• [REQUIRED TASK 1]
In the music notes, which album does the writer name as the best in the Fiery Furnaces' continuum?
• [REQUIRED TASK 2]
Pick up the music notes after their last sentence and write the next part.

• [EXCERPTED TEXT]
Nels Cline: Seriously? Ugh. I don't know. I have to go across town to record a jazz album in two hours. Can I just make a bunch of noise with my guitar and set the mics really close to the amp?

Jeff Tweedy: Sure, I guess, yeah.

Glenn Kotche: Can I offset his impenetrable guitar fuzz with tastefully humanistic percussion?

Jeff Tweedy: That's the spirit, Glenn!

John Stirratt & Pat Sansone (in unison): Can we—

Jeff Tweedy: Who are you?

And... scene!

Brian Eno
Another Green World
I'm finally grown up enough for Brian Eno solo records. I see it now. It all makes sense. Maybe by this time next year I'll be ready for Music for Airports.
Eleanor Friedberger
Personal Record
This has become, along with Devin Davis' Lonely People Of The World, Unite, one of my go-to summertime albums. I might not touch it during the winter, but as soon as the sun comes out and the temperature hits 60, I can put this record on any time, any day, and not get sick of it. I've listened to it three times in the last two weeks alone. It's great. And I've also decided it's the second best album in the Fiery Furnaces' continuum. (Blueberry Boat, obvz.)

(Coordinate annotation records)
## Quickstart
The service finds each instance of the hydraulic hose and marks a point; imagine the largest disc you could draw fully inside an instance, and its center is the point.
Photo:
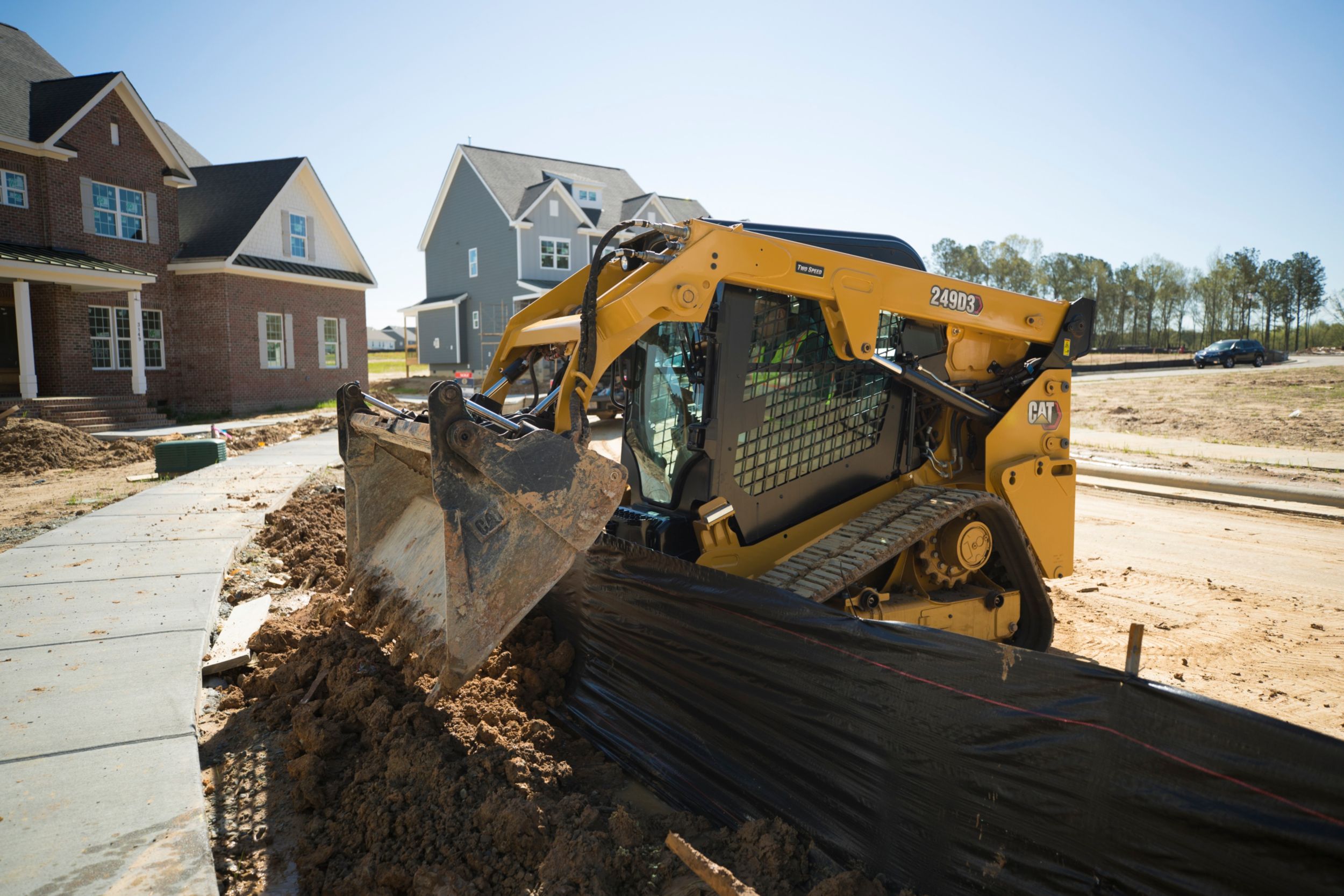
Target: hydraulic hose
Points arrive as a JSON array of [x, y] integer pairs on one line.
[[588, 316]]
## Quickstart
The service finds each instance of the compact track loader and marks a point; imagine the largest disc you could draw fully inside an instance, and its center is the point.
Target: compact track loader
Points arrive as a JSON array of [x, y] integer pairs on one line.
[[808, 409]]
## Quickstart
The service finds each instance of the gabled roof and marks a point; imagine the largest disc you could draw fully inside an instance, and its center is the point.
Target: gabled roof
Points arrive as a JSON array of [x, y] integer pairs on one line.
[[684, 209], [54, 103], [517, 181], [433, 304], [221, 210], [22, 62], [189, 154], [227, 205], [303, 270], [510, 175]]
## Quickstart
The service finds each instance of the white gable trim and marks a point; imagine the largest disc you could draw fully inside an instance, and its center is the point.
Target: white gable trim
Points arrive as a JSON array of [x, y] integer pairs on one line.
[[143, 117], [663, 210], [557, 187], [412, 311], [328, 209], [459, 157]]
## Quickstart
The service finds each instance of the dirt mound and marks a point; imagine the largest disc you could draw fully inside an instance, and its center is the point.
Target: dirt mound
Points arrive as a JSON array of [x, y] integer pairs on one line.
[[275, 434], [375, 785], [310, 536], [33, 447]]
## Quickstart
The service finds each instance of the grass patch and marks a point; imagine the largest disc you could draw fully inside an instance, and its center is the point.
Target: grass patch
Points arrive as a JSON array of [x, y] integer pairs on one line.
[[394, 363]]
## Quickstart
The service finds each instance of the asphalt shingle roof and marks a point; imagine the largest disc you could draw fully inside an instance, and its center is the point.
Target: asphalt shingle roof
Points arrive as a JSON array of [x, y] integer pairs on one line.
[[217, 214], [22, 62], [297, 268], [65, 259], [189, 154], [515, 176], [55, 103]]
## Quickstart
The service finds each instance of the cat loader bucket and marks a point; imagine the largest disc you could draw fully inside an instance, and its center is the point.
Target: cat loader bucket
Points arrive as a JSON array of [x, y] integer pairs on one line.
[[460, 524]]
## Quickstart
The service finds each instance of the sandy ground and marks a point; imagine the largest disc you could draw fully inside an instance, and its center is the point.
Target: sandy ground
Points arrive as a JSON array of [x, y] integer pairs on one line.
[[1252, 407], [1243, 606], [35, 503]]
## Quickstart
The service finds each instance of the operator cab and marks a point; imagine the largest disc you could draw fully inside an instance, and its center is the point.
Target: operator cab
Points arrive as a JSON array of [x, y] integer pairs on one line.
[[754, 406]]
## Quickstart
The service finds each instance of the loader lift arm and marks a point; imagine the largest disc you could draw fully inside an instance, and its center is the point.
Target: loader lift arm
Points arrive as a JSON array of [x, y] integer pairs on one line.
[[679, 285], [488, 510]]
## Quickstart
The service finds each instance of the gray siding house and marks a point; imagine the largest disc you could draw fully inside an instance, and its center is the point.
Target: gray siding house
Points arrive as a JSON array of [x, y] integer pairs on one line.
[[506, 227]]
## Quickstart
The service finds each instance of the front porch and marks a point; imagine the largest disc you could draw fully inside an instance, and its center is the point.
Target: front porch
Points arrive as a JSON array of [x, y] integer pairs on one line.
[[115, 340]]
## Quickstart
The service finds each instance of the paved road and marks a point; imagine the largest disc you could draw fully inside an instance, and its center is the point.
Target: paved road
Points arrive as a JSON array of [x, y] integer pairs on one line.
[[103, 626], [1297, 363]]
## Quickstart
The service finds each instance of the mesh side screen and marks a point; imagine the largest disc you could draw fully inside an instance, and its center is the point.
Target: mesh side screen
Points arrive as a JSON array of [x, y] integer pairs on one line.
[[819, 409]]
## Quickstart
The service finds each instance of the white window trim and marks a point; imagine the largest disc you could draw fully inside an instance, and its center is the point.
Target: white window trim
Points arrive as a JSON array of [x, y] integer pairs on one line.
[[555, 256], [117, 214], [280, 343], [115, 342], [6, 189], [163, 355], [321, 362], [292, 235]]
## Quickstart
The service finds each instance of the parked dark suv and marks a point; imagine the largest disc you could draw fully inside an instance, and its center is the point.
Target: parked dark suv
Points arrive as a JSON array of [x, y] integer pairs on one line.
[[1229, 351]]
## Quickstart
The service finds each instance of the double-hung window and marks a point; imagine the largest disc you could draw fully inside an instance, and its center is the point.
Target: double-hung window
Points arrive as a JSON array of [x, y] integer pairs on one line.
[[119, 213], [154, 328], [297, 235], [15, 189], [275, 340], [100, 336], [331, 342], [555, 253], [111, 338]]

• [FINAL RESULT 1]
Blueberry Boat.

• [FINAL RESULT 2]
The Heart is a Monster
20 years later, Failure for some rea$on decided that they needed to release a follow up to Fantastic Planet. 18 year old me is absolutely freaking out. 33 year old me is, like, whatever. At first it's okay, and better than you'd think it would be, and surprisingly closer in spirit to Magnified than Planet, but then even on a second spin you realize there's nothing to latch onto, and more than Magnified, it's actually a combination of Year of the Rabbit and Autolux and basically these guys are in their 40s and have been in recording studios for so many years that what spark could possibly be left? But anyway, there's actually a few good songs on it, "Mulholland Drive" for one, "I Can See Houses" for two, which damn near sounds like something off of Comfort, and the "Segue"s for three-through-eight. Honestly, I think these guys could still make a great album, it's still in them. They just need to embrace some of the weirdness of the Segues, and of "Mulholland Drive", and go all out in the studio and not worry about making an "epic rock record."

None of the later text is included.